*Short problem A*
Answer these questions about the text on the weak operator topology in Hilbert spaces:
(i) Which representation does the file mostly rely on?
(ii) What equality does the theorem ContinuousLinearMapWOT.ext_inner conclude?
(iii) Which theorem includes the assumption [CompleteSpace F]?
*Short problem B*
In the records, start at the line that contains "Where can the wall" and end with the line that contains "x=239, y=317". Rewrite those lines, putting "be spotted" in place of "be seen" and leaving everything else as it stands.

*Text extract*

The weak operator topology in Hilbert spaces

This file gives a few properties of the weak operator topology that are specific to operators on Hilbert spaces. This mostly involves using the Fréchet-Riesz representation to convert between applications of elements of the dual and inner products with vectors in the space.

theorem ContinuousLinearMapWOT.ext_inner {𝕜 : Type u_1} {E : Type u_2} {F : Type u_3} [RCLike 𝕜] [AddCommGroup E] [TopologicalSpace E] [Module 𝕜 E] [NormedAddCommGroup F] [InnerProductSpace 𝕜 F] {A : E →WOT[𝕜] F} {B : E →WOT[𝕜] F} (h : ∀ (x : E) (y : F), inner y (A x) = inner y (B x)) : A = B

theorem ContinuousLinearMapWOT.tendsto_iff_forall_inner_apply_tendsto {𝕜 : Type u_1} {E : Type u_2} {F : Type u_3} [RCLike 𝕜] [AddCommGroup E] [TopologicalSpace E] [Module 𝕜 E] [NormedAddCommGroup F] [InnerProductSpace 𝕜 F] [CompleteSpace F] {α : Type u_4} {l : Filter α} {f : α → E →WOT[𝕜] F} {A : E →WOT[𝕜] F} : Filter.Tendsto f l (nhds A) ↔ ∀ (x : E) (y : F), Filter.Tendsto (fun (a : α) => inner y ((f a) x)) l (nhds (inner y (A x)))

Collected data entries

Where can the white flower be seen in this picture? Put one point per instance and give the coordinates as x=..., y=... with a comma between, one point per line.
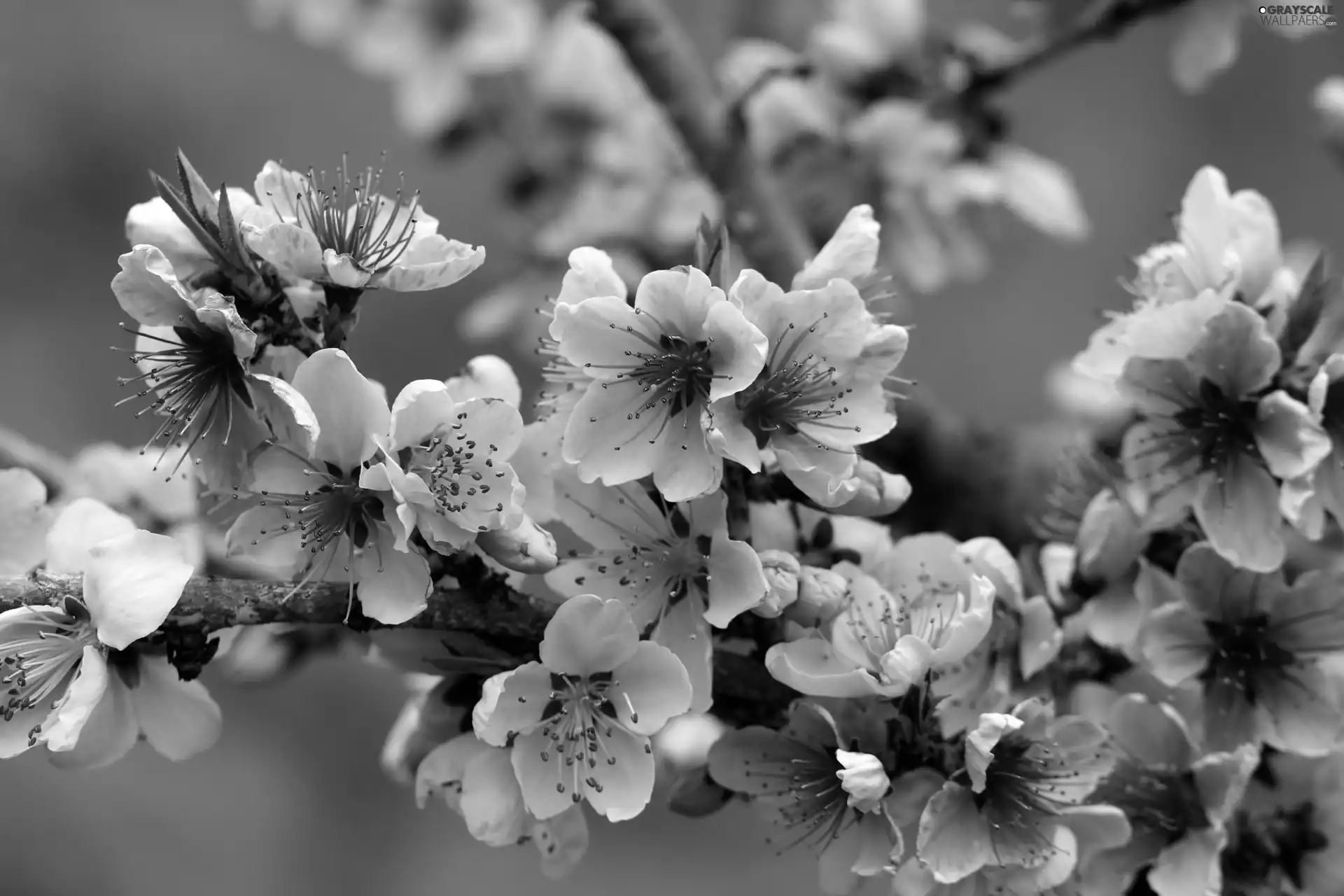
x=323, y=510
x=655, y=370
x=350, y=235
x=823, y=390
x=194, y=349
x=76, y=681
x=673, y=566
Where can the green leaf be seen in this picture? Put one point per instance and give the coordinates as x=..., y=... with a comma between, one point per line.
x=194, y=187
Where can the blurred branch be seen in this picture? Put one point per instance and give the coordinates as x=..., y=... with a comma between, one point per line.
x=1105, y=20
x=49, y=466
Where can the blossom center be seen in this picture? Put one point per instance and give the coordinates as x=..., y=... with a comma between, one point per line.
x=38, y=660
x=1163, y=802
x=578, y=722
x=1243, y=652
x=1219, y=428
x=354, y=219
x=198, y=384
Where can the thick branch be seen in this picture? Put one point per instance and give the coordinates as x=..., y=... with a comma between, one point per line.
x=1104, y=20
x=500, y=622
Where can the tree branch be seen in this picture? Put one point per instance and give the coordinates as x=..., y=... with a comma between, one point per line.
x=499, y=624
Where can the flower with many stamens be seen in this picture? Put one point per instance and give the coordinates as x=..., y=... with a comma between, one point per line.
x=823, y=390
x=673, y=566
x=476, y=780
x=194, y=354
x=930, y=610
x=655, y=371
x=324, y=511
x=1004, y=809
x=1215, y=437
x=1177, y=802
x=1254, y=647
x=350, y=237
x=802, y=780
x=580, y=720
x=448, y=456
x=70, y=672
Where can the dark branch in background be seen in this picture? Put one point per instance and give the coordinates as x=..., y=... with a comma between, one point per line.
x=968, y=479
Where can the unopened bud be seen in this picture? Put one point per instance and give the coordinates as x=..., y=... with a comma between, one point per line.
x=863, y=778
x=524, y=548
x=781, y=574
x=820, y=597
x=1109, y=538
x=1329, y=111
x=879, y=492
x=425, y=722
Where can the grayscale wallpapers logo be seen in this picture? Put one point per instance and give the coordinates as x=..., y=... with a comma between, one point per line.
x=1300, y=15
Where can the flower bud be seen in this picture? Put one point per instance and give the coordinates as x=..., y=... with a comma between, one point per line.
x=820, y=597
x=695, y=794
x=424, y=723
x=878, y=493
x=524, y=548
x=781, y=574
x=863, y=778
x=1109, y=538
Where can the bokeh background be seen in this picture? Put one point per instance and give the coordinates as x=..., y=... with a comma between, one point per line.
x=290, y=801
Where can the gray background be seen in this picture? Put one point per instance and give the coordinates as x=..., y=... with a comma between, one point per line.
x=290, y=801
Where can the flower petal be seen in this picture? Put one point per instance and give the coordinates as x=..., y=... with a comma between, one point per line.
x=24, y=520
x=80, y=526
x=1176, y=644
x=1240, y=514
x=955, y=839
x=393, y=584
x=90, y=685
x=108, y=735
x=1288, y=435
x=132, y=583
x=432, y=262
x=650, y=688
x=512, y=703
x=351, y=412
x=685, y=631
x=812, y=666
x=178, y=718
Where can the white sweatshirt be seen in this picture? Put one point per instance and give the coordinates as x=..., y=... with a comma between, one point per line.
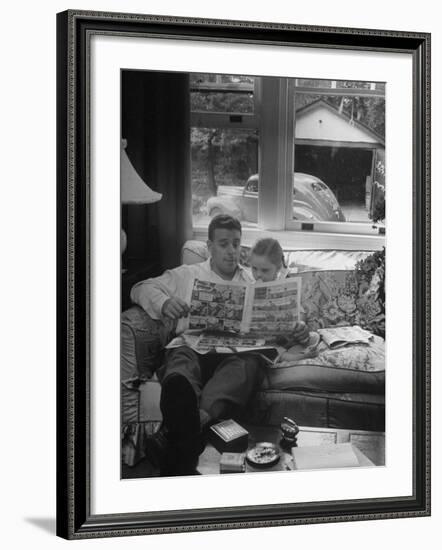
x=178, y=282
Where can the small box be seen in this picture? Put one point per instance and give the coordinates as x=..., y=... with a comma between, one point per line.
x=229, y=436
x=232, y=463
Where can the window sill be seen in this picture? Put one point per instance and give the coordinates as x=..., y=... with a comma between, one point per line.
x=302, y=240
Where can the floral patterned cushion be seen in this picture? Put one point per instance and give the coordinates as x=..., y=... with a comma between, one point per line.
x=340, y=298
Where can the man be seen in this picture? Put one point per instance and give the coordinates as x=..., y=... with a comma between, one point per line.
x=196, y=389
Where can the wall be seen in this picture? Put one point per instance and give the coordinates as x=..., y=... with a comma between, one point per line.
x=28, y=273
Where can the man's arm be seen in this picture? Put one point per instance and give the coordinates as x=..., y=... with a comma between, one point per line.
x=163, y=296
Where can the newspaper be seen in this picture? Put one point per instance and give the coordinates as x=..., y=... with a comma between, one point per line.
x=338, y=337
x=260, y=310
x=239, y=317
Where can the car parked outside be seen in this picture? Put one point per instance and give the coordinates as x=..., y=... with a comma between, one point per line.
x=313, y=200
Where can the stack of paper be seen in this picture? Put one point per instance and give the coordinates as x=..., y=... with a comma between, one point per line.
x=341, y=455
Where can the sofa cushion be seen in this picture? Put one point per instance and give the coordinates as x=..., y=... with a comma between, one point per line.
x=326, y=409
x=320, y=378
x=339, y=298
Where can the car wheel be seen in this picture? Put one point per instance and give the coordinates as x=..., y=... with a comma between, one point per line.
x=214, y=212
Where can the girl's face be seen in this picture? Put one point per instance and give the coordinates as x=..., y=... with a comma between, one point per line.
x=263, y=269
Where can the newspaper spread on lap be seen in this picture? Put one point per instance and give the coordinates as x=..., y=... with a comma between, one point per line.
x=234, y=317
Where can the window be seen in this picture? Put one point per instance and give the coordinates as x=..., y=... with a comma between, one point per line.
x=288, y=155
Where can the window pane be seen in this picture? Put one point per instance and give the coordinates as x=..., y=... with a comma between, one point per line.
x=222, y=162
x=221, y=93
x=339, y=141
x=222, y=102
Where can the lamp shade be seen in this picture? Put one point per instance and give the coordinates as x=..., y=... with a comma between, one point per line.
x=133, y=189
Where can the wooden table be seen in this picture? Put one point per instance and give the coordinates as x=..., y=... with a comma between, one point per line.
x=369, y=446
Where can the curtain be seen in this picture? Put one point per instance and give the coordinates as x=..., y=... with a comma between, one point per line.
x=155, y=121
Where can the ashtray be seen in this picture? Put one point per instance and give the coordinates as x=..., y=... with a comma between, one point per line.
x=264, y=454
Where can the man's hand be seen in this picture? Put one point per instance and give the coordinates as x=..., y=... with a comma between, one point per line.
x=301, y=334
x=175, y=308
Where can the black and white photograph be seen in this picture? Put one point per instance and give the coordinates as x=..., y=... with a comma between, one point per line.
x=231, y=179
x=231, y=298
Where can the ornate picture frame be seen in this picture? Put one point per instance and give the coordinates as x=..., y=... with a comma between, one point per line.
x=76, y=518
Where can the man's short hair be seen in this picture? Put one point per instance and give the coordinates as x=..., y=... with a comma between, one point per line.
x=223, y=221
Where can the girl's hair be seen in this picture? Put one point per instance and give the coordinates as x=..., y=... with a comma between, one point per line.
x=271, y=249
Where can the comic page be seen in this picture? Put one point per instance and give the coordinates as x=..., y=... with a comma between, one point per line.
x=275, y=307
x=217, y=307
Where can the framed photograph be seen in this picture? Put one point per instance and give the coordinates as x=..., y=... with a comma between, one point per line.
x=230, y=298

==

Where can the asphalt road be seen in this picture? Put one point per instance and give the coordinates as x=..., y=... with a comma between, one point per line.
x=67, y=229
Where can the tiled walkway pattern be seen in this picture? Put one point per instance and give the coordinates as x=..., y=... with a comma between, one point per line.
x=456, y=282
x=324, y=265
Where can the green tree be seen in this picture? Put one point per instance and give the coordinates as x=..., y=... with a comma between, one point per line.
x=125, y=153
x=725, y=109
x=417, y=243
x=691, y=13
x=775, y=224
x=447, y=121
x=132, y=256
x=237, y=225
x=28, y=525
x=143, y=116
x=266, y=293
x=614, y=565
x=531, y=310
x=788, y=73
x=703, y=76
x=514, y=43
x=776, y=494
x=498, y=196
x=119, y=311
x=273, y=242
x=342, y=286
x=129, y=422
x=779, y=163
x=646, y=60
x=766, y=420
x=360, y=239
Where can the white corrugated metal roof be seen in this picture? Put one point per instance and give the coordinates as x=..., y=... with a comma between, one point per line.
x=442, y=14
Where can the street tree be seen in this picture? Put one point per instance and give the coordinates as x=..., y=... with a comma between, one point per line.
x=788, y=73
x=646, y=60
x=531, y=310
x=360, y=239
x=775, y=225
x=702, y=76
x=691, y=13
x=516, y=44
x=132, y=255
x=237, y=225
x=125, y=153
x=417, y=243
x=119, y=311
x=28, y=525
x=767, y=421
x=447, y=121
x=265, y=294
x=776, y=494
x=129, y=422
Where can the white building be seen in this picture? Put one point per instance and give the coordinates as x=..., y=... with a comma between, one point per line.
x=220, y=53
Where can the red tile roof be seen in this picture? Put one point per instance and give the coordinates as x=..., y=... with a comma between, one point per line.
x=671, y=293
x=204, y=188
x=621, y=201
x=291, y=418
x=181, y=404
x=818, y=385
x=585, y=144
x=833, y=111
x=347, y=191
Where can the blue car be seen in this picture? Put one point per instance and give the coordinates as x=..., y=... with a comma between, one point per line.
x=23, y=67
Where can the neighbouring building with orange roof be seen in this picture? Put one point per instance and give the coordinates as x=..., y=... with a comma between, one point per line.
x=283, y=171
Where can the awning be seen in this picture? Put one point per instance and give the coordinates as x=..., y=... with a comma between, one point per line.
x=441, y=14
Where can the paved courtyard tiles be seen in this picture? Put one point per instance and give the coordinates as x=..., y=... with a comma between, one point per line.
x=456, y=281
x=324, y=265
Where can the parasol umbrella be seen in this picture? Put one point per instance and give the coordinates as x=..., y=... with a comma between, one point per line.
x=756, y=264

...

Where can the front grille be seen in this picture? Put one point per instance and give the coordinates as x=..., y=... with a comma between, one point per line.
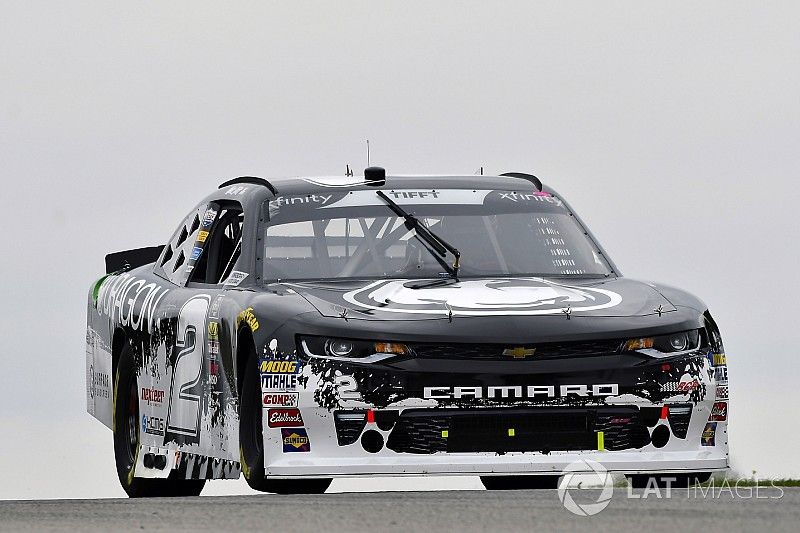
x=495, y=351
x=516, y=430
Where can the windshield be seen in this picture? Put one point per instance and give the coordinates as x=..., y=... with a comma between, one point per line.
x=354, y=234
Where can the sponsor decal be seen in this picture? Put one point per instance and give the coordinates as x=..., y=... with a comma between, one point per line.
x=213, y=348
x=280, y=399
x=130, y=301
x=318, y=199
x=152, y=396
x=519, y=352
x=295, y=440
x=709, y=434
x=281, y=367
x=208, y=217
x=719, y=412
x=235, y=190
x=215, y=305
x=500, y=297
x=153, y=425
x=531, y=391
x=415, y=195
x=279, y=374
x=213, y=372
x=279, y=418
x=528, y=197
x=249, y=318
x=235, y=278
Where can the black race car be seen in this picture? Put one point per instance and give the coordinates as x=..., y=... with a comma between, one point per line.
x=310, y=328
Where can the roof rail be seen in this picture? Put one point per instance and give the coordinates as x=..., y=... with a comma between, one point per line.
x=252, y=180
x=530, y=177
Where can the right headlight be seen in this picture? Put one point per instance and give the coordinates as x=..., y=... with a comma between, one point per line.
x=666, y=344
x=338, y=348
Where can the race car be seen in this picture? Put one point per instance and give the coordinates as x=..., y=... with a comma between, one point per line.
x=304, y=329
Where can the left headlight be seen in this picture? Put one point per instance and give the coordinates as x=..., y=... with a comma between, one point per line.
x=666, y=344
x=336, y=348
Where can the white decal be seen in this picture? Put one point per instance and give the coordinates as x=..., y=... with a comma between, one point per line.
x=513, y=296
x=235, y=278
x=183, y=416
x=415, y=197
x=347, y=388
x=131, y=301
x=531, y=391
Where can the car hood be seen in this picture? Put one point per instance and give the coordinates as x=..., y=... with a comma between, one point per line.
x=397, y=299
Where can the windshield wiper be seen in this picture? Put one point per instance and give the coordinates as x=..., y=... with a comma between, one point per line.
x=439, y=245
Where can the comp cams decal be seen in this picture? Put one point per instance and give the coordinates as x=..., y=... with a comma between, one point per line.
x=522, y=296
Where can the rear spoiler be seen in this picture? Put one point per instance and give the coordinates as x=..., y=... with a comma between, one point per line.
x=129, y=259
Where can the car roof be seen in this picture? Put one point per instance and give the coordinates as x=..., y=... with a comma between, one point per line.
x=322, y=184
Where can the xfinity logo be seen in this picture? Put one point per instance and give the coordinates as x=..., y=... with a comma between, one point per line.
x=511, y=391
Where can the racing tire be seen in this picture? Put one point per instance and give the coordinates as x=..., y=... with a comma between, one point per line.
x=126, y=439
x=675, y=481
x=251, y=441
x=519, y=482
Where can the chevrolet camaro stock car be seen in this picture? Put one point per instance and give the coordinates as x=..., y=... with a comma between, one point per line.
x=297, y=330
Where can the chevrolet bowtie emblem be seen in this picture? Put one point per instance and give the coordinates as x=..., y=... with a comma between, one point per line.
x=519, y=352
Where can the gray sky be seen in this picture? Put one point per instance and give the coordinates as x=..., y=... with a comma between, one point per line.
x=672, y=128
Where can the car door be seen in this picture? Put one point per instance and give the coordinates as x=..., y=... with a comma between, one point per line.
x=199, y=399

*Output A*
(i) The Fréchet-Riesz representation.
(ii) A = B.
(iii) ContinuousLinearMapWOT.tendsto_iff_forall_inner_apply_tendsto.

*Output B*
Where can the wall be spotted in this picture? Put one point per instance and give the coordinates as x=..., y=... with a comma between, one point per line.
x=28, y=273
Where can the man's arm be spotted in this picture? Put one point per instance and give the coordinates as x=..., y=... with a comma between, one point per line.
x=163, y=296
Where can the newspaper be spotted in this picture? Put one point per instance and give the coordinates as x=..., y=... with a comma between, one point per line.
x=338, y=337
x=260, y=310
x=239, y=317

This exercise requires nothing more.